The ruling reversed the Second Circuit’s judgment and remanded the case — with one important caveat: the Second Circuit still must determine whether Lau’s trademark counterfeiting conviction qualifies as a CIMT at all, which means the case is not over.
Who Dissented, and Why Does It Matter?
Justice Ketanji Brown Jackson, joined by Justices Sonia Sotomayor and Elena Kagan, dissented sharply.
Jackson warned that the majority “has now handed the Government a massive blank check.” Under the ruling, she argued, the government can reclassify a returning resident at the border and only justify that decision later — inverting the INA’s plain statutory sequence, which she read as requiring adequate evidence at the time of reentry, not retroactively assembled afterward.
The dissent also pointed to what happened to Lau himself as a preview of what the ruling enables: his physical green card was confiscated at the airport, replaced with a handwritten paper receipt that employers are instructed to treat as a short-term document. He entered immigration limbo not after a conviction, not after a trial, but the moment a CBP agent at JFK made a judgment call.

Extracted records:
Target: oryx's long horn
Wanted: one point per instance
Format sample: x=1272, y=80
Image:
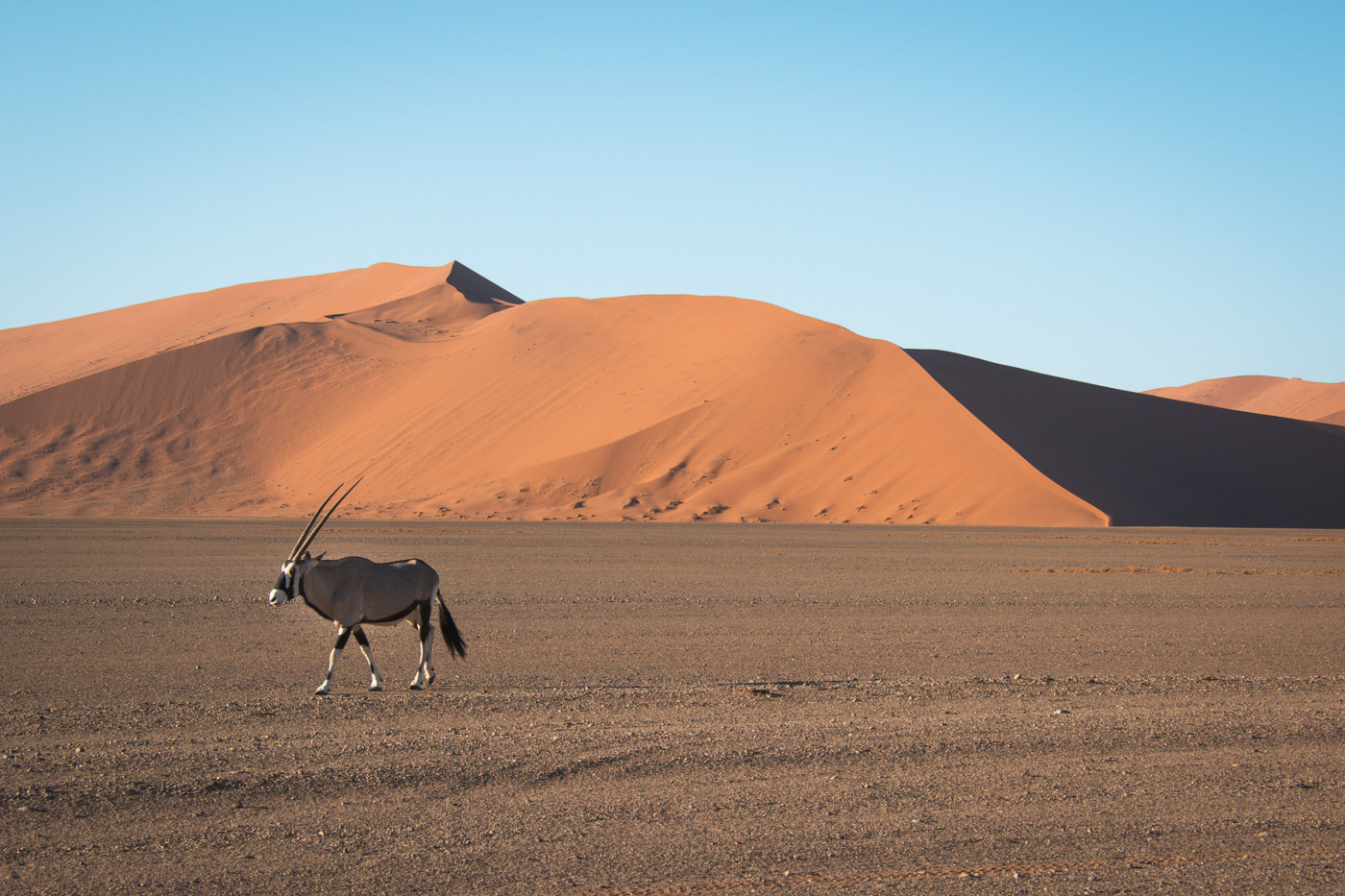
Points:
x=319, y=527
x=299, y=545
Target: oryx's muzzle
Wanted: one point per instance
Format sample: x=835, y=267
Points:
x=284, y=586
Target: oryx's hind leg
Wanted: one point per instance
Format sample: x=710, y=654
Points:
x=376, y=681
x=342, y=634
x=424, y=671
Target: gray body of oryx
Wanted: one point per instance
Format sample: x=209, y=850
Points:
x=353, y=593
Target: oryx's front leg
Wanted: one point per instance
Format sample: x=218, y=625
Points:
x=342, y=634
x=376, y=681
x=424, y=671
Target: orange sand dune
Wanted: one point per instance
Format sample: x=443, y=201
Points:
x=1153, y=462
x=47, y=354
x=454, y=400
x=643, y=408
x=1297, y=399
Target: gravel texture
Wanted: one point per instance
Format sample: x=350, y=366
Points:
x=679, y=709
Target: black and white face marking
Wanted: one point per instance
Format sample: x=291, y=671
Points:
x=284, y=586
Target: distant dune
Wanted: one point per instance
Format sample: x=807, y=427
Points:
x=1153, y=462
x=1297, y=399
x=456, y=400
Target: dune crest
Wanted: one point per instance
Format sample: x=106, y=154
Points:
x=457, y=400
x=1275, y=396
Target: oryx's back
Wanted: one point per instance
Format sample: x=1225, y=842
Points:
x=356, y=590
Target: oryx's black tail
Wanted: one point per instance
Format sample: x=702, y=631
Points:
x=446, y=627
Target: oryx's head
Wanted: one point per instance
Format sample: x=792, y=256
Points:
x=292, y=570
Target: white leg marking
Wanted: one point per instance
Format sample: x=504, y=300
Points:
x=331, y=665
x=376, y=681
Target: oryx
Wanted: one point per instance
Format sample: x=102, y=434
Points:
x=354, y=591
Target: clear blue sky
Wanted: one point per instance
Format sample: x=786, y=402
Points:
x=1132, y=194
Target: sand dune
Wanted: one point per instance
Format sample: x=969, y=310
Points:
x=456, y=400
x=1277, y=396
x=42, y=355
x=1149, y=460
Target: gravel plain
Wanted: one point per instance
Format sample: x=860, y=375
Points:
x=679, y=709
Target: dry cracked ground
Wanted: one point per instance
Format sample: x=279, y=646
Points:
x=681, y=709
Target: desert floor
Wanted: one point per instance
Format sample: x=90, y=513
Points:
x=679, y=709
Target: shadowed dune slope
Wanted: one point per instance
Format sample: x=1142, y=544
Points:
x=1147, y=460
x=629, y=408
x=1297, y=399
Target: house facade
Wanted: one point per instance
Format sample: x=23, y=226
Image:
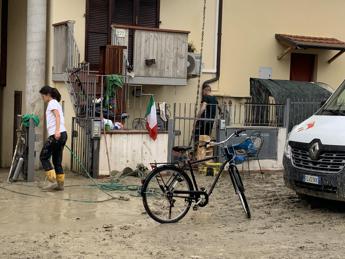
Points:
x=251, y=47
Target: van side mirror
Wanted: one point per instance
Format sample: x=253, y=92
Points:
x=322, y=103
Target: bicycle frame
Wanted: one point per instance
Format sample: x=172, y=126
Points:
x=196, y=193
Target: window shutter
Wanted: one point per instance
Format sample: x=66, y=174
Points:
x=123, y=12
x=148, y=13
x=97, y=30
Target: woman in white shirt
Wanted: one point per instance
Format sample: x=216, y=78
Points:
x=56, y=141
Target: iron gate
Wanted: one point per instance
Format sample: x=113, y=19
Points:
x=81, y=145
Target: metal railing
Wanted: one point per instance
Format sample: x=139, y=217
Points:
x=187, y=127
x=82, y=87
x=73, y=53
x=81, y=145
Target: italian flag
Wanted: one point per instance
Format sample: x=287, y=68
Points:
x=151, y=119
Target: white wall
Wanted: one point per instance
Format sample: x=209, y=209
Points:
x=128, y=150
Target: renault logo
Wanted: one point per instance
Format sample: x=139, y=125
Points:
x=314, y=151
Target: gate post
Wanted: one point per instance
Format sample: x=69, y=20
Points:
x=287, y=115
x=31, y=155
x=171, y=138
x=96, y=134
x=220, y=133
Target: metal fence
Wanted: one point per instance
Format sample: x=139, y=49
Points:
x=299, y=110
x=187, y=127
x=81, y=145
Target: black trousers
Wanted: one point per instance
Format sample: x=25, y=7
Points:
x=203, y=128
x=53, y=148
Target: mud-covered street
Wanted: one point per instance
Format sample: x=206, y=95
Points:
x=282, y=225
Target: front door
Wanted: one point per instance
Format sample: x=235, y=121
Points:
x=302, y=67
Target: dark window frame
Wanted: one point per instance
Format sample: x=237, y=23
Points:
x=111, y=4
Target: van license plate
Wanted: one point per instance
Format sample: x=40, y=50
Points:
x=312, y=179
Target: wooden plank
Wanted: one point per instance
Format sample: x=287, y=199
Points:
x=169, y=51
x=286, y=51
x=140, y=28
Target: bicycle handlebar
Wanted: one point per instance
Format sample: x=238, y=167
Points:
x=236, y=134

The exercise: Resume the passage on the Lau immigration ruling, picking up after its last sentence. The extracted records are separate material, apart from the passage on the Lau immigration ruling.

Task result:
Jackson argued the ruling undermines decades of protection that Congress explicitly built into the statute for lawful permanent residents — a class of immigrants who have already passed background checks, established roots, and in many cases lived in the United States for decades.
What Does This Mean in Practice?
The practical consequences begin at the airport, and they begin immediately.
Under Blanche v. Lau, a CBP officer who sees a pending charge, an active indictment, or a database flag for a qualifying offense now has the authority — without any heightened evidentiary threshold — to:
- Reclassify the returning resident as “seeking admission” rather than “already admitted”
- Confiscate the physical green card
- Issue immigration parole status in its place
- Place the individual into removal proceedings in which the burden of proof shifts to the individual to establish their right to remain
Immigration attorneys responding to the ruling have called the grant of discretion to border agents “almost unlimited.” Even charges that are later dismissed, or offenses that may not ultimately qualify as crimes involving moral turpitude, can trigger the reclassification before a court ever reviews the case.
A green card holder of twenty-four years with one open Cook County retail-theft case, confident her criminal lawyer will negotiate it down to a non-CIMT plea, can now have her card confiscated at the port of entry before that plea is ever entered. She enters the country on a paper receipt. The clock on her limbo starts before her case resolves.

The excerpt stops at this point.